:: Passage ::
══════

When the ancient Israelites were slaves in Egypt, they assimilated into Egyptian society – with three key exceptions. They never lost their distinctive Jewish mode of dress, they maintained their Jewish names, and they kept their Jewish language. These three features enabled them to just barely hold on to their Jewish identity.

Scattered far and wide, Jewish communities have carved out distinctive languages, keeping them somewhat apart from the larger non-Jewish communities surrounding them. Dr. Mary Connertey, Teaching Professor Emeritus at Penn State Behrend, explained to Aish.com that “Anywhere we (Jews) have lived we created our own language.”

Sometimes these “Jewish” languages are very similar to the dominant language around them, yet Jewish forms of languages contain clearly distinct elements. Hebrew words, quotes from Jewish prayers and elements from other languages picked up in the Jewish diaspora mark “Jewish” minority languages. The history of exile is etched into Jewish languages.

══════

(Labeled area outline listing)
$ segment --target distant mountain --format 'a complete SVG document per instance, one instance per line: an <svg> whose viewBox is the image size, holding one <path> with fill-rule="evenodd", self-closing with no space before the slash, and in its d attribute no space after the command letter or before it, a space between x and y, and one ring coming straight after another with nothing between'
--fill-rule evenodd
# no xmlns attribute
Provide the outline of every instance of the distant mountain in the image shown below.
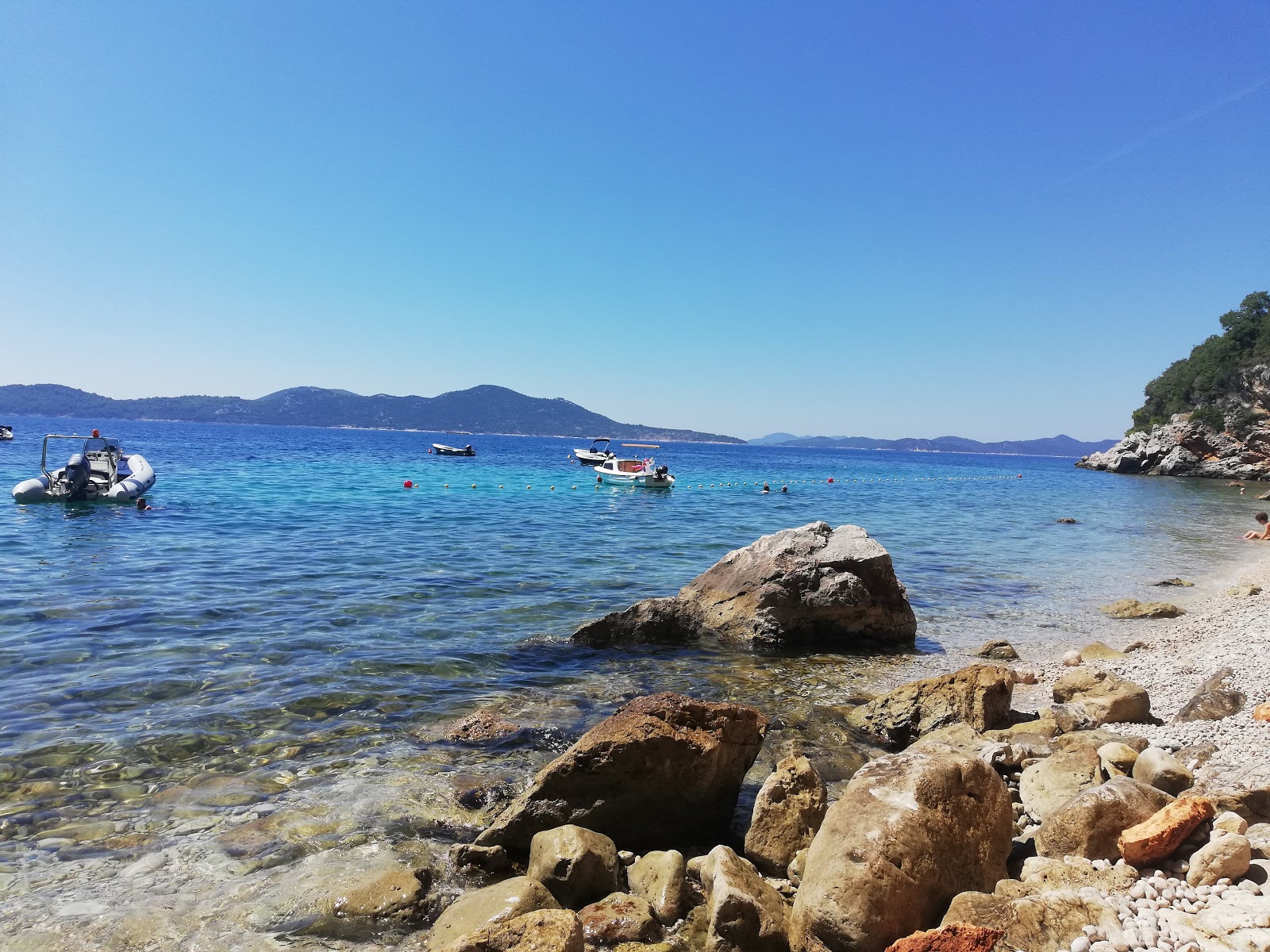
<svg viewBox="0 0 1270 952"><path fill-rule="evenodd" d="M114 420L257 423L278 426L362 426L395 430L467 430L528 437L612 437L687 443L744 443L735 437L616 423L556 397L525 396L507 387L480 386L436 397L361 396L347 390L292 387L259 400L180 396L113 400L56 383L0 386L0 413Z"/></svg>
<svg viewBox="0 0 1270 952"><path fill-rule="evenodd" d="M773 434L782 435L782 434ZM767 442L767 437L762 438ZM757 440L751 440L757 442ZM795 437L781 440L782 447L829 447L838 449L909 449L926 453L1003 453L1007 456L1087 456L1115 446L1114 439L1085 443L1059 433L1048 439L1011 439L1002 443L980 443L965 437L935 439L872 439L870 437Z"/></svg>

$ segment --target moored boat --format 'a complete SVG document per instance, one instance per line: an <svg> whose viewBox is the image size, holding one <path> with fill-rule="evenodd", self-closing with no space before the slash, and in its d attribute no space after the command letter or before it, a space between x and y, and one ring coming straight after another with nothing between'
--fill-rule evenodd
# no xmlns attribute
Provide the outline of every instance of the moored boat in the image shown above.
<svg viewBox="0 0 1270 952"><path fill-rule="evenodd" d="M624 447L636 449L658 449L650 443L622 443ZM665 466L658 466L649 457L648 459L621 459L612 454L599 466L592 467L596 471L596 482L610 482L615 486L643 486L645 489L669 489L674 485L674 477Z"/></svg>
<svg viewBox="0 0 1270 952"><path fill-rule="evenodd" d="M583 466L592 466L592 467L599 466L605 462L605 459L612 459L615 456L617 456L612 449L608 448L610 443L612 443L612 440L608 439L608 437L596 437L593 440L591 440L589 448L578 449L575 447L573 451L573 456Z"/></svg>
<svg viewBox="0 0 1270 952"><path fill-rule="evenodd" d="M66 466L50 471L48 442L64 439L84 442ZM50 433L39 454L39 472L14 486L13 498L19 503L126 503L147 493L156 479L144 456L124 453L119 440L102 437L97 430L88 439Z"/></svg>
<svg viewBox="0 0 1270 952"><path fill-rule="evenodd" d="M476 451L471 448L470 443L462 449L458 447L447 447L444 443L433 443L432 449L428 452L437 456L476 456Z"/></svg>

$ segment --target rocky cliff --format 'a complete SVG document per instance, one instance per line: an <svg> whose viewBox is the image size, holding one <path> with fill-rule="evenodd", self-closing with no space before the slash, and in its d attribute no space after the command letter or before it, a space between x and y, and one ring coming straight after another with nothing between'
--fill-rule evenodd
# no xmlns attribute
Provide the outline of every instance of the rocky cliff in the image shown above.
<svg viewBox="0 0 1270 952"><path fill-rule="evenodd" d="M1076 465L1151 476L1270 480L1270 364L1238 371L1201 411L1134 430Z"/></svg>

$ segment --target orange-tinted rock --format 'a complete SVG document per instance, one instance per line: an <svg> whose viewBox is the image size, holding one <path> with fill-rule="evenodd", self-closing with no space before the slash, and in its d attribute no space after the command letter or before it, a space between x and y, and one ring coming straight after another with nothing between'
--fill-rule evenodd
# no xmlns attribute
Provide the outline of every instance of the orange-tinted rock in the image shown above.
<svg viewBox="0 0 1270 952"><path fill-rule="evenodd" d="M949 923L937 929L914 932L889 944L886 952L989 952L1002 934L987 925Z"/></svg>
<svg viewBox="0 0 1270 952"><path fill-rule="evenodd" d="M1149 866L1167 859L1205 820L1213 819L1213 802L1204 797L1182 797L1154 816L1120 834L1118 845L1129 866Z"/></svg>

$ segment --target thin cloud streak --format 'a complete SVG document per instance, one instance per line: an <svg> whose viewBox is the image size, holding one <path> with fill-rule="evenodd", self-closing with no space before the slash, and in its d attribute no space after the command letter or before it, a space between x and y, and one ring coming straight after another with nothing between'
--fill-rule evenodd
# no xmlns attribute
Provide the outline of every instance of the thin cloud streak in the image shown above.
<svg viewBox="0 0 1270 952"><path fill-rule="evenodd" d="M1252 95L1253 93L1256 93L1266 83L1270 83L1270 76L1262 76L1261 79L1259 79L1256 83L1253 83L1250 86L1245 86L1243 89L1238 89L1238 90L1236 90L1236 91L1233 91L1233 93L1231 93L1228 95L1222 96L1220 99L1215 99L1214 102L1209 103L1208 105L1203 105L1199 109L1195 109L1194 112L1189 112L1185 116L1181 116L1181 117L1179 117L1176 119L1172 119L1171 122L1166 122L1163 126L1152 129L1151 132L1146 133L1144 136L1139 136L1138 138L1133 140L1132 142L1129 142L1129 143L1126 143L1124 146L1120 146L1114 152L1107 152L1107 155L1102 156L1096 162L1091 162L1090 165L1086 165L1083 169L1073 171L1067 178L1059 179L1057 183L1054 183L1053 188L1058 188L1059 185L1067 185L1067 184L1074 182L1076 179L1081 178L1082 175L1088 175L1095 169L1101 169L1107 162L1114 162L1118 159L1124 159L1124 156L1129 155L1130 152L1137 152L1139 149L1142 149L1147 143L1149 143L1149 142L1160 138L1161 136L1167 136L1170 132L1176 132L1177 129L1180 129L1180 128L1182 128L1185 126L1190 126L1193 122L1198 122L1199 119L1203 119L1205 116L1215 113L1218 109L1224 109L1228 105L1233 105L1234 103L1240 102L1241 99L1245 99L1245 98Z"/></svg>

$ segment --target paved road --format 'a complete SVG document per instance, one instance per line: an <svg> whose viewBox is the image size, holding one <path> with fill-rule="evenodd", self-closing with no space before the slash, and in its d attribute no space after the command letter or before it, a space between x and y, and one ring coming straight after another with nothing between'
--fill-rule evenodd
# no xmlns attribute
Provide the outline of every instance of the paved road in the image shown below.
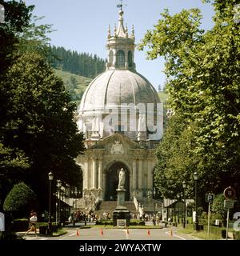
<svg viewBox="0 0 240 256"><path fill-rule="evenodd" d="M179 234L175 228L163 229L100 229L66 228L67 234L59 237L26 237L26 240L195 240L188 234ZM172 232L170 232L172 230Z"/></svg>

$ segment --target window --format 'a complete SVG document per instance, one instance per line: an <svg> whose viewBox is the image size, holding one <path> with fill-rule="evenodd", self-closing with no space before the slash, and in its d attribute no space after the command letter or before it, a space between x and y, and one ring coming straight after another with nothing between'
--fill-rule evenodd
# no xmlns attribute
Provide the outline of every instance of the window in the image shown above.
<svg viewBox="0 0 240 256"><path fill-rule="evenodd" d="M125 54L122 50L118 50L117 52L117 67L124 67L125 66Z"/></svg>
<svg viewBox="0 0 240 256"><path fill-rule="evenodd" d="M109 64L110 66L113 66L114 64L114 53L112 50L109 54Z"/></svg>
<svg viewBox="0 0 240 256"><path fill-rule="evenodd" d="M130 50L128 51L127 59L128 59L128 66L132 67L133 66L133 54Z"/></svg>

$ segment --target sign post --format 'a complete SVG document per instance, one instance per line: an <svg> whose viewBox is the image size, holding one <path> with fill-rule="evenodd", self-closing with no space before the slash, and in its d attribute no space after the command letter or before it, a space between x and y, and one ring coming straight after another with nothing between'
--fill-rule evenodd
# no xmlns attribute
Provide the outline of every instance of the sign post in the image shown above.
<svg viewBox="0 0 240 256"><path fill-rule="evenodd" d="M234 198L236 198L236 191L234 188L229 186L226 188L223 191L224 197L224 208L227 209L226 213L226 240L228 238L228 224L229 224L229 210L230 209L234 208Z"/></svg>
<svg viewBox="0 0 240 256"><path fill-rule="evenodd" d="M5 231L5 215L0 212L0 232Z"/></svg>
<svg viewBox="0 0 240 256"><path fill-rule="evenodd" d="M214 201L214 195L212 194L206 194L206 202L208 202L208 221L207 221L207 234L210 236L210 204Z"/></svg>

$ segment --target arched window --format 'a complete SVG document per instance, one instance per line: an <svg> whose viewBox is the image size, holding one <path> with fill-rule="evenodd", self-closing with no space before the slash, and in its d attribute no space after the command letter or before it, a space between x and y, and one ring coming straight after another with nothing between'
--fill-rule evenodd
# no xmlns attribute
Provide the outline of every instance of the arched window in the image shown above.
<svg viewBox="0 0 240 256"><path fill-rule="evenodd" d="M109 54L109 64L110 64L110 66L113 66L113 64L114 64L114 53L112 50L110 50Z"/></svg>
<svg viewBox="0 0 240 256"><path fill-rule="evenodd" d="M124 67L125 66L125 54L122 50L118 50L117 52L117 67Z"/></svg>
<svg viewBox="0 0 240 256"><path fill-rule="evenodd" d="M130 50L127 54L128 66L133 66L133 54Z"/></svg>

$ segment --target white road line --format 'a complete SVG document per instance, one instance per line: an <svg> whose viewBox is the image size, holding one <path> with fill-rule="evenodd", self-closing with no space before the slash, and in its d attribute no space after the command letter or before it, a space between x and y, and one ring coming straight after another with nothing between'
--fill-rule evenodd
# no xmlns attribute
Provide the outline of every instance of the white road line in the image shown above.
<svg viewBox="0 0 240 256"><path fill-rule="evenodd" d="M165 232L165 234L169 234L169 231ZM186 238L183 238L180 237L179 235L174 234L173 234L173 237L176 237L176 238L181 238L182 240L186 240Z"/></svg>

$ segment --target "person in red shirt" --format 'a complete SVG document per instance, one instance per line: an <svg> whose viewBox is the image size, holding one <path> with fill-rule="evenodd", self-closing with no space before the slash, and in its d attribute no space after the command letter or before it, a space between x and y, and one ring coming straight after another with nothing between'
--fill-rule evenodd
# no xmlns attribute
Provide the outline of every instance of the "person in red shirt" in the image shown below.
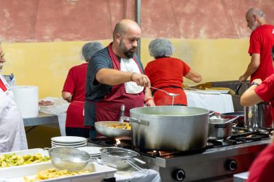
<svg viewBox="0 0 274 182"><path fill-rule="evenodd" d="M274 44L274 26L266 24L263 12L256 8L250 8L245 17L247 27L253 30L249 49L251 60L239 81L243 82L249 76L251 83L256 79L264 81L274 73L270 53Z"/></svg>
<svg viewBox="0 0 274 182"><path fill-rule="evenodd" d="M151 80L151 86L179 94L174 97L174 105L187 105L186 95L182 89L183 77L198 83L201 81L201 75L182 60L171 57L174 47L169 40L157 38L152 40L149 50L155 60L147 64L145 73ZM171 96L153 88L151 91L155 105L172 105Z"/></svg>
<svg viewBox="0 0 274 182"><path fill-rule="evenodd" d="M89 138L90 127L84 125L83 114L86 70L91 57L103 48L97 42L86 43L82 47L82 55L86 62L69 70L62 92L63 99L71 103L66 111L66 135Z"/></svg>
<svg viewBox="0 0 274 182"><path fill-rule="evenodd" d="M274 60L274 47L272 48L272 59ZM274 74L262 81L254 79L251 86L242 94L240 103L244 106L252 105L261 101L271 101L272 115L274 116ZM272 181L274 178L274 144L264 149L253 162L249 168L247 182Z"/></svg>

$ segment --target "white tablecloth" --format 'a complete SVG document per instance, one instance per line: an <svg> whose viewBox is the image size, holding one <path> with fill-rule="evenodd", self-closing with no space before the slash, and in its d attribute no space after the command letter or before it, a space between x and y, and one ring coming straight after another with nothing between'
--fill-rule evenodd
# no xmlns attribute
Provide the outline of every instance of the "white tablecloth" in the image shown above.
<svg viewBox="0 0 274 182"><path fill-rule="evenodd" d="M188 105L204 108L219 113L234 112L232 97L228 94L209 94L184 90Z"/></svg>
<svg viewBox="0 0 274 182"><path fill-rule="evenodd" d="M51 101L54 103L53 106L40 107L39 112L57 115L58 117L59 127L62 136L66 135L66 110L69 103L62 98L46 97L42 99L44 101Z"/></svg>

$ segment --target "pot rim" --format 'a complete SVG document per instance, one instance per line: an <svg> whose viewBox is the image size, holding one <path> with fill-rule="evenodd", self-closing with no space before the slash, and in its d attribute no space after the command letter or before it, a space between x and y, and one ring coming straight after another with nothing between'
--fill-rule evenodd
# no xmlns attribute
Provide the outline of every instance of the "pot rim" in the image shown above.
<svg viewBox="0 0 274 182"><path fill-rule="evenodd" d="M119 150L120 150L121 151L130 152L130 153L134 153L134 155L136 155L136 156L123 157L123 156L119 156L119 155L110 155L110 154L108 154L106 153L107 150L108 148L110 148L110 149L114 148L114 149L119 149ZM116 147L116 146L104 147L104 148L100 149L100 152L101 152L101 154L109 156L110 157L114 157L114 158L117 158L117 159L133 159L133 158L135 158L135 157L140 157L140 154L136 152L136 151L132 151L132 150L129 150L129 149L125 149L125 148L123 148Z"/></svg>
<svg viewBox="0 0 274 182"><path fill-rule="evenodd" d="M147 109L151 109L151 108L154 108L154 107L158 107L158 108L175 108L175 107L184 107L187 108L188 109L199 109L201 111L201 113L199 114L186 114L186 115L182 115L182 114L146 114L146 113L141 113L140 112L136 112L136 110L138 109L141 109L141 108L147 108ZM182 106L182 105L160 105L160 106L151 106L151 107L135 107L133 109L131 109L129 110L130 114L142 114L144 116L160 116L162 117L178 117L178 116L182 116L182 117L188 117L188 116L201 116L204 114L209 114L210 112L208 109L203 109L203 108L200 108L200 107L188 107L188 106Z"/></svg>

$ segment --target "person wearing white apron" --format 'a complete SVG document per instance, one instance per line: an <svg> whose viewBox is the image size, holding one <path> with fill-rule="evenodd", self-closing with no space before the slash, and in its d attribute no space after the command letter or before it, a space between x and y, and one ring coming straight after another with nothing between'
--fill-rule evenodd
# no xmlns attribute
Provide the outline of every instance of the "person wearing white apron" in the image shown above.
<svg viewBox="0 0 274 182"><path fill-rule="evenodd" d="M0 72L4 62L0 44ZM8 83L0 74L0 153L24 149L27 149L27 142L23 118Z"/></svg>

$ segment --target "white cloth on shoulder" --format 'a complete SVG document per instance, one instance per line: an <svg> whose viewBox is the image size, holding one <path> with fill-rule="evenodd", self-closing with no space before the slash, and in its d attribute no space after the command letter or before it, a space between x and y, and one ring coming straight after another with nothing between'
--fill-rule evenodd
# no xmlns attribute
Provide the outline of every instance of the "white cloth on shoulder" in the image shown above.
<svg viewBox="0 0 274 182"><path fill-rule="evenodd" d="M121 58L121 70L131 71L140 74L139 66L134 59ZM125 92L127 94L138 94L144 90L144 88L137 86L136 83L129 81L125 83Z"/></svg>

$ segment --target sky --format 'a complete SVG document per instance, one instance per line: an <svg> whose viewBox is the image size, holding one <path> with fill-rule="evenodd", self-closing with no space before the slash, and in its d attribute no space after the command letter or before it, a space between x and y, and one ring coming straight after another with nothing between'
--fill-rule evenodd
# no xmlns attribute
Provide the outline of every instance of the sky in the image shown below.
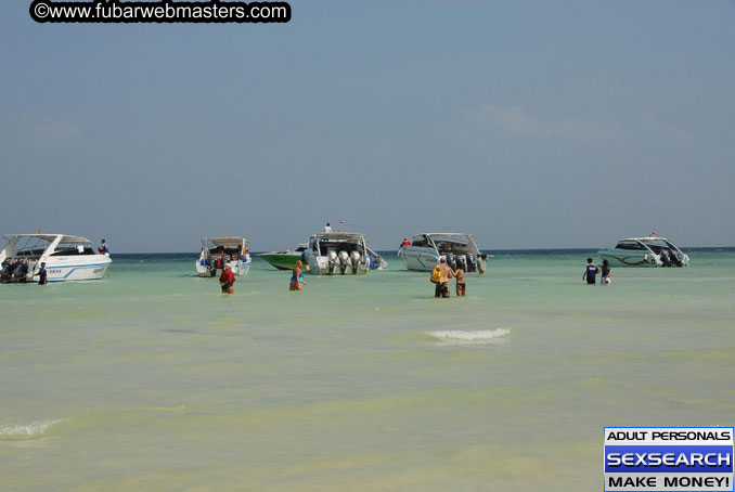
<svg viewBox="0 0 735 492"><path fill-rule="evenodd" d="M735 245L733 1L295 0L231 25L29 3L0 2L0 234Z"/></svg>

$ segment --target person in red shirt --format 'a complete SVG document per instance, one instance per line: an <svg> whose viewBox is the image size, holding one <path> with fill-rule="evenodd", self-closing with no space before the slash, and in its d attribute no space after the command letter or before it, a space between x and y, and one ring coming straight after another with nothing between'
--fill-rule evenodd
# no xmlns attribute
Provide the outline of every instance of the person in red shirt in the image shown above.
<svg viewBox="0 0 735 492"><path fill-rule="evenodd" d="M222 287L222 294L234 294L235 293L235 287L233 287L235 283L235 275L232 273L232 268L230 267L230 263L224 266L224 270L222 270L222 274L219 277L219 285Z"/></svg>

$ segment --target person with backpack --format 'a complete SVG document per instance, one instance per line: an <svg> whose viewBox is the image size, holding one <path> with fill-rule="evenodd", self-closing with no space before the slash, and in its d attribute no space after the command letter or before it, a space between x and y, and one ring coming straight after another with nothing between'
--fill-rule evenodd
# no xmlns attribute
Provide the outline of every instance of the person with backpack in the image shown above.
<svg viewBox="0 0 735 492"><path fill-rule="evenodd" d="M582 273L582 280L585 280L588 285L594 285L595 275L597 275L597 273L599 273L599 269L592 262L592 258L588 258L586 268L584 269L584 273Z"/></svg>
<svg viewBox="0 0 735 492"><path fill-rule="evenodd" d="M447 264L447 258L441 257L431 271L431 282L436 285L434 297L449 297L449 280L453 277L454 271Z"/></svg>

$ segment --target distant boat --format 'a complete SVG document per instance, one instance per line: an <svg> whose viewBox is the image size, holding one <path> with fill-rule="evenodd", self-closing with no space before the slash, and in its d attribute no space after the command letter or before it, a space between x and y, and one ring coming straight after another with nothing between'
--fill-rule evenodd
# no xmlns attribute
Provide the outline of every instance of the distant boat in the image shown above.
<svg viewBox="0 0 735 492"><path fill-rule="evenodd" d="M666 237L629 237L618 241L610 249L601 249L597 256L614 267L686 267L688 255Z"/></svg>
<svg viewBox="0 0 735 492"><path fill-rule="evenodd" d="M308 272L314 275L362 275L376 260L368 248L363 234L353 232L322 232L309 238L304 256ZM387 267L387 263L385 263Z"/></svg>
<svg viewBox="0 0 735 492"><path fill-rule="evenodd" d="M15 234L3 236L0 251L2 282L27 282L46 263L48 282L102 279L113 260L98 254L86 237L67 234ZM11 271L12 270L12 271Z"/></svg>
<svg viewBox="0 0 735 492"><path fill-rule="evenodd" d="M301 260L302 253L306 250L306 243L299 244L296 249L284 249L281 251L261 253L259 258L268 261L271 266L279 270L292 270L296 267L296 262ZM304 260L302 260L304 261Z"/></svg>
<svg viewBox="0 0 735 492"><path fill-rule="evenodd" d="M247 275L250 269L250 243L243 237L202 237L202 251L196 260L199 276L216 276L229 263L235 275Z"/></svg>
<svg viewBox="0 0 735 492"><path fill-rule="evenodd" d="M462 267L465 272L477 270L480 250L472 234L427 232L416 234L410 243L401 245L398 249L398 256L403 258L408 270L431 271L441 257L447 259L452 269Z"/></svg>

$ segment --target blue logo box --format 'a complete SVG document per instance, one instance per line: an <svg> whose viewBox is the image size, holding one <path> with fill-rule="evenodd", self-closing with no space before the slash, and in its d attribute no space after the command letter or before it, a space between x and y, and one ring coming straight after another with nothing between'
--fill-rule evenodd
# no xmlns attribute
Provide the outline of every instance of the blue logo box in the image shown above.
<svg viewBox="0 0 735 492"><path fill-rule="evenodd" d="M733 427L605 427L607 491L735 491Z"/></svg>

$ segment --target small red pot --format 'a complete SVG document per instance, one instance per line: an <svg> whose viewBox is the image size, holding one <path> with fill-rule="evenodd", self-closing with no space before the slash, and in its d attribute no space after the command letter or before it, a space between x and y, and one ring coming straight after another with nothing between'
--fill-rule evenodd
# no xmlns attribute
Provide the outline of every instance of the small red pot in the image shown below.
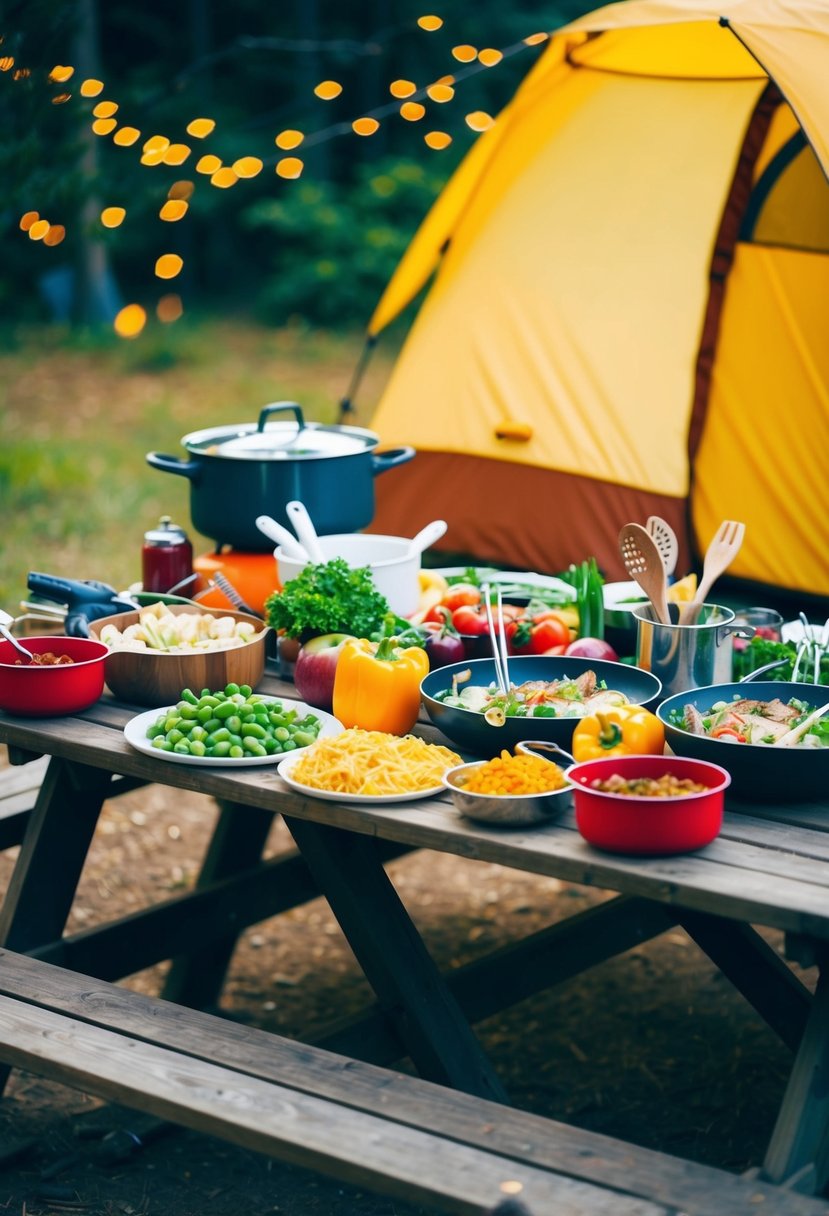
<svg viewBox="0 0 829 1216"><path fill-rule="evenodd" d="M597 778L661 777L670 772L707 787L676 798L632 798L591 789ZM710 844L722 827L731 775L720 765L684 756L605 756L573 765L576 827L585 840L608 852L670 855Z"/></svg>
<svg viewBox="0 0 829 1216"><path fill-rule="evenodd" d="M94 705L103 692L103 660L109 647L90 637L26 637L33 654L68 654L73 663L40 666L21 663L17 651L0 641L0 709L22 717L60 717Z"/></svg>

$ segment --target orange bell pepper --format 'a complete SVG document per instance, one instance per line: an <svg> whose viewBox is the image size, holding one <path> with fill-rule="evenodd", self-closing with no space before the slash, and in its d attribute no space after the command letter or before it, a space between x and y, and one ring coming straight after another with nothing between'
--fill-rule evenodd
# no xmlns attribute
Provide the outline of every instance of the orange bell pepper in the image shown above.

══════

:: Work instructions ::
(A) In the passage on Jewish languages, which three things did the Israelites keep while they were slaves in Egypt?
(B) Write the next part of the passage on Jewish languages, picking up after its final sentence.

:: Expected answers ::
(A) Their distinctive Jewish mode of dress, their Jewish names, and their Jewish language.

(B)
Here are six Jewish languages, spoken amongst Jews as a way of preserving their communities through the years.

Yiddish

Yiddish evolved among Jewish communities in Slavic and Germanic-speaking lands in the Middle Ages. Incorporating German, Hebrew, Aramaic, Slavic and other language elements, Yiddish is written using Hebrew letters. It was widely spoken in central and eastern European communities from the early Middle Ages until the decimation of Jewish communities in the Holocaust, and continues to be spoken in some Jewish communities in Europe, Israel, and in North and South America today.

Frontpage of Haynt, Today, a Yiddish newspaper published in Warsaw from 1906 to 1939.

In time, a number of different Yiddish dialects arose in Jewish communities throughout eastern Europe. “In each new setting elements from local vernaculars have been absorbed, modified to suit the Yiddish idiom,” noted historians Mark Zborowski and Elizabeth Herzog. “Whoever knows Yiddish can understand the Yiddish of anyone else, even though some of the words may be incomprehensible. Yet each region has its own accent and idioms, which can be recognized and identified.” (Quoted in Life is With People: The Culture of the Shtetl by Mark borowsky and Elizabeth Herzog, Schocken Press: 1952.)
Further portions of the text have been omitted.